EXERCISE TASK ▸ Print each of the rows below word for word, changing nothing.

SUPPLIED INFORMATION ▸
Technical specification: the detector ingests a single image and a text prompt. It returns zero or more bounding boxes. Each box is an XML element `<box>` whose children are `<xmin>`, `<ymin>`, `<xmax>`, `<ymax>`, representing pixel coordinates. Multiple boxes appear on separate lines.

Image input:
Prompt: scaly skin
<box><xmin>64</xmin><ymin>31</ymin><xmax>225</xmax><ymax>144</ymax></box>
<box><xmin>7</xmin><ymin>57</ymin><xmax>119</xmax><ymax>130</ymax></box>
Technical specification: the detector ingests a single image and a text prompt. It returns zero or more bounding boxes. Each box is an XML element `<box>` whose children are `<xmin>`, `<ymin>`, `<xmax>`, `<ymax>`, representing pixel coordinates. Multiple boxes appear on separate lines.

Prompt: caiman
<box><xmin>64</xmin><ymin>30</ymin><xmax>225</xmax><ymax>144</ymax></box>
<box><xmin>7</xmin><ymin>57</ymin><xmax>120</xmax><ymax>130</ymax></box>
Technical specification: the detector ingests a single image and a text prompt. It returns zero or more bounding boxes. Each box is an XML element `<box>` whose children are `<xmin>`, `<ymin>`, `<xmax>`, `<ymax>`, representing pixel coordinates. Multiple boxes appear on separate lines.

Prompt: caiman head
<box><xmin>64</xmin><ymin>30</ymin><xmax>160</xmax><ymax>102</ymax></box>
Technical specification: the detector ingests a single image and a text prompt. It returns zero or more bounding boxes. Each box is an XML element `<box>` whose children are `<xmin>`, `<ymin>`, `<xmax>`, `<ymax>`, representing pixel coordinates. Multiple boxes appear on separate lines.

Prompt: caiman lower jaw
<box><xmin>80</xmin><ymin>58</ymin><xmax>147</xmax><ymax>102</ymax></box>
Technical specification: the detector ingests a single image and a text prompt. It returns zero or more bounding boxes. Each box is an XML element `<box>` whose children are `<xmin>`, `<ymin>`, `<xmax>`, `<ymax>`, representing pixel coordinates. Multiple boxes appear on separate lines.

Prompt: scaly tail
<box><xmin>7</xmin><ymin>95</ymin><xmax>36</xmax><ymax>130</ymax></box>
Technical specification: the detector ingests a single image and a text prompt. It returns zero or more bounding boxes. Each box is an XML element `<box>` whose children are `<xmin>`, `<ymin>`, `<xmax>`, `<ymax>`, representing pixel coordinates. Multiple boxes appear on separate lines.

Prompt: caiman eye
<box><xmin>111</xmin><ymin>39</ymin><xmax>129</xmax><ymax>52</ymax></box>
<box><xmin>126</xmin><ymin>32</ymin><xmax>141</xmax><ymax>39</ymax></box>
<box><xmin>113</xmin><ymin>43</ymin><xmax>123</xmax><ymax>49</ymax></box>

TASK SOLUTION ▸
Technical specification: the detector ingests a single image and a text prompt. It returns zero or more bounding boxes. Each box is an XML element `<box>` whose children are `<xmin>`, `<ymin>`, `<xmax>`, `<ymax>`, representing pixel coordinates. Multiple boxes appear on separate lines.

Image input:
Prompt: scaly skin
<box><xmin>64</xmin><ymin>31</ymin><xmax>225</xmax><ymax>144</ymax></box>
<box><xmin>7</xmin><ymin>57</ymin><xmax>119</xmax><ymax>130</ymax></box>
Technical specification: the detector ingests a single image and a text prompt. It returns zero or more bounding boxes. Each box is an XML element `<box>` whose children are `<xmin>`, `<ymin>`, `<xmax>`, `<ymax>`, representing pixel coordinates. Multiple boxes appear on separate lines.

Prompt: caiman
<box><xmin>64</xmin><ymin>30</ymin><xmax>225</xmax><ymax>144</ymax></box>
<box><xmin>7</xmin><ymin>57</ymin><xmax>120</xmax><ymax>130</ymax></box>
Technical specification: the detector ingests a single image and a text prompt. It returns zero or more bounding boxes. Each box is an XML element `<box>` whose children are `<xmin>`, `<ymin>`, `<xmax>`, `<ymax>`, representing pixel coordinates. Multiple boxes appear on separate lines.

Prompt: caiman head
<box><xmin>64</xmin><ymin>30</ymin><xmax>160</xmax><ymax>102</ymax></box>
Technical specification: the detector ingests a single image and a text prompt. It returns zero or more bounding boxes. Each box is an XML element `<box>` whose children are `<xmin>`, `<ymin>`, `<xmax>`, `<ymax>`, representing pixel coordinates. Multiple boxes appear on separate lines.

Prompt: caiman lower jaw
<box><xmin>80</xmin><ymin>58</ymin><xmax>147</xmax><ymax>102</ymax></box>
Technical specification: the detector ingests a single image and a text prompt. It returns zero or more bounding boxes. Each box is an XML element `<box>` whose children are `<xmin>`, `<ymin>`, `<xmax>`, `<ymax>`, representing pixel coordinates. Multiple boxes appear on separate lines.

Prompt: scaly tail
<box><xmin>7</xmin><ymin>95</ymin><xmax>36</xmax><ymax>130</ymax></box>
Technical specification: the detector ingests a single image and a text prompt. It returns zero or more bounding boxes. Each box is an XML element `<box>` whose children are `<xmin>`, `<ymin>`, `<xmax>`, `<ymax>`, representing pixel coordinates. Multiple boxes appear on separate lines.

Prompt: caiman eye
<box><xmin>111</xmin><ymin>39</ymin><xmax>129</xmax><ymax>52</ymax></box>
<box><xmin>126</xmin><ymin>32</ymin><xmax>141</xmax><ymax>39</ymax></box>
<box><xmin>113</xmin><ymin>43</ymin><xmax>123</xmax><ymax>49</ymax></box>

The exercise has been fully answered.